* WORK INSTRUCTIONS *
Copy out each of the records below word for word, changing nothing.

* MATERIAL FOR THIS TASK *
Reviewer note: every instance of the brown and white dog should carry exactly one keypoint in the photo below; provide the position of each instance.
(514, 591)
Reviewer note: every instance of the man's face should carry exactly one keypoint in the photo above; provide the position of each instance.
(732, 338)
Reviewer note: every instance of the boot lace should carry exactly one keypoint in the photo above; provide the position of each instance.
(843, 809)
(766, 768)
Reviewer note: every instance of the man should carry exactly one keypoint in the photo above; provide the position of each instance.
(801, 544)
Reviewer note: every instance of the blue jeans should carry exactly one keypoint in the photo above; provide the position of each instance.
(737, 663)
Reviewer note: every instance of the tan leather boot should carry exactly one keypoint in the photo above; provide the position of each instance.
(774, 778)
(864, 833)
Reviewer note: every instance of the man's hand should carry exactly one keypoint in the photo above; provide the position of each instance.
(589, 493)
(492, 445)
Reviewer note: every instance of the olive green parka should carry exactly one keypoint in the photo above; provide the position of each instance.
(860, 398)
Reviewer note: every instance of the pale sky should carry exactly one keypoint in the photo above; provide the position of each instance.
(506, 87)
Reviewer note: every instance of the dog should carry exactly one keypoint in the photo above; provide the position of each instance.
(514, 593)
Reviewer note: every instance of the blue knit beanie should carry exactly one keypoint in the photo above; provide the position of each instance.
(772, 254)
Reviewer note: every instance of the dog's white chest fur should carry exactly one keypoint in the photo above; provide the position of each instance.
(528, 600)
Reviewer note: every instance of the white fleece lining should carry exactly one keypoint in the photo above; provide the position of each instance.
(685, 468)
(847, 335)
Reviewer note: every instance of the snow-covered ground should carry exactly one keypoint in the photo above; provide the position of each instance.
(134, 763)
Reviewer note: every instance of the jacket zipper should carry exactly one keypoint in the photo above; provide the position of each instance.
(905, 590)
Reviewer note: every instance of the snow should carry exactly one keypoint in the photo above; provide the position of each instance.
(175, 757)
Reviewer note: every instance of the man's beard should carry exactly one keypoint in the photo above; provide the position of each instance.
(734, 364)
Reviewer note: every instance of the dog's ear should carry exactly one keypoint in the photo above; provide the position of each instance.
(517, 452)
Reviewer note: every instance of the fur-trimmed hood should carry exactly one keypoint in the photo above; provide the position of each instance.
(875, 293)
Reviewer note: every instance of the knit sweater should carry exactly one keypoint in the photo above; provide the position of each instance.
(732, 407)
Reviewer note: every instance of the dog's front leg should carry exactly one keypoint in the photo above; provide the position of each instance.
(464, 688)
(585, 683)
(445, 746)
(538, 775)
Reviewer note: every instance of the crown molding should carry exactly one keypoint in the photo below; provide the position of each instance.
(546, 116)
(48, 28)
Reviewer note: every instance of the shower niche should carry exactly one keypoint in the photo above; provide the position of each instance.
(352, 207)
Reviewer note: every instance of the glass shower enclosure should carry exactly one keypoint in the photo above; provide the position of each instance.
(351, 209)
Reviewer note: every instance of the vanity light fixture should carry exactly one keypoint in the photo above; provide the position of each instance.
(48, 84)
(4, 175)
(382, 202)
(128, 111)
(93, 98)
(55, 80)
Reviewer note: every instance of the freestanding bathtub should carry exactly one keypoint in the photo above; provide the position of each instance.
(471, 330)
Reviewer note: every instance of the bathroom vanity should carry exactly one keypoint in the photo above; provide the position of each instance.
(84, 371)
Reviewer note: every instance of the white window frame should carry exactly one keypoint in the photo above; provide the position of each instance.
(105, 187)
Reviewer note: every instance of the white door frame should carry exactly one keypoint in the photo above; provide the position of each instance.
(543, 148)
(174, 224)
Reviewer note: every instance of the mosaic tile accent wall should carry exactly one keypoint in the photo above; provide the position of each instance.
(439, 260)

* FULL OUTPUT *
Reviewer note: every instance of the brown and white dog should carry exactly one keypoint in the photo below; provide the position of each instance.
(514, 591)
Reviewer note: every instance of the man's face should carry exactly one keypoint in the photo above; provide the position of each instance.
(732, 338)
Reviewer note: every instance of the boot lace should carry exactly one keypoint in the photo above; provide the position of each instance.
(843, 809)
(766, 768)
Reviewer note: every instance of the man should carry exactly one keypoint in the photo above; provide the position of each instance.
(801, 544)
Reviewer note: every instance of the blue jeans should carry exactly one keypoint in the photo above; provide the position of each instance.
(737, 663)
Reviewer note: every instance of the tan leather boot should carry exactly one keypoint in the photo above; provide the position of each instance.
(774, 778)
(864, 833)
Reviewer note: every instance of the man's hand should carry exactly one keypoint in the photo above; provide the position of each instance.
(589, 493)
(492, 445)
Reviewer note: every instance of the olive green parka should carry exactly one keypoint in the photo above; provide the position of each instance.
(860, 398)
Reviewer note: every instance of the pale sky should carry exactly one keypoint in the photo above; provide the position of each instance.
(506, 87)
Reviewer note: every instance of the dog should carry exactly one keypoint in the photo above; provide the position of each instance.
(514, 593)
Reviewer note: every instance of the blue knit beanie should carry exactly one keypoint in the photo above; provide the position of each instance.
(772, 254)
Reviewer note: every instance of the dog's white chest fur should carry exactly one keypoint in the photo above; provide the position of each instance.
(528, 600)
Reviewer note: every instance of the white fleece lining should carry exactly one keypoint in the photo above; provide the position of each instance.
(685, 468)
(847, 335)
Reviewer note: every instance of the snow-covered ground should carry exactly one keypoint in the photo above; provide the position of each instance.
(134, 763)
Reviewer note: every instance of the jacket zipper should carry exactly one keypoint in the photo above; provide the position of each instance.
(905, 590)
Reviewer note: every instance of the snow should carry exactly one keypoint in the photo above; provide the position of each instance.
(175, 757)
Reviewer note: every instance of the man's beard should carry exactly one keypoint in the photo above; provide the position of each instance.
(734, 364)
Reviewer note: every instance of the dog's ear should carry exactly one keypoint in the photo above; provide the position of each instance.
(517, 452)
Reviewer note: every instance of the fur-trimmed hood should carry exactly one keypoint in the photo above; provide the position of each instance.
(875, 293)
Reviewer note: every instance of the knit sweater should carry exactly one keypoint in the photo above; provide the position of each instance.
(732, 407)
Reviewer note: every instance of the dog's front leg should carry exactly one keypoint in the photo above; provide the position of each instance.
(464, 688)
(585, 683)
(445, 746)
(538, 775)
Reviewer note: every instance of the crown molding should carry exactly one keypoint in the photo below; provide the position of each instance.
(546, 116)
(48, 28)
Reviewer note: every instance of the shower niche should carry exactly one keypoint in the photo above; provide the position of each instance.
(352, 207)
Reviewer note: every instance of the glass shower enclosure should carry exactly one keypoint in the photo above; provide the position of each instance.
(351, 209)
Reviewer note: every instance of the vanity light fixture should carry exactly one keypoint in the photo above; provide the position of each instance.
(48, 84)
(4, 175)
(382, 202)
(128, 111)
(93, 98)
(55, 80)
Reviewer note: every instance of the freestanding bathtub should carry exactly one keypoint in the photo above; provide the position of each instance.
(471, 330)
Reviewer note: every instance of the bathroom vanity should carry exactly one keypoint in the photo above; provide the position of each instance.
(84, 371)
Reviewer note: every instance of the white window frame should carry exactly one keypoint in the photo above; provide the position of each instance.
(105, 187)
Reviewer note: every instance of the white door frame should carry exactly one keypoint in the photo above; provide the position of each instance.
(543, 148)
(174, 224)
Reviewer note: every instance of the mosaic tile accent wall should carry exactly one keypoint in the photo above; provide the position of each instance.
(439, 260)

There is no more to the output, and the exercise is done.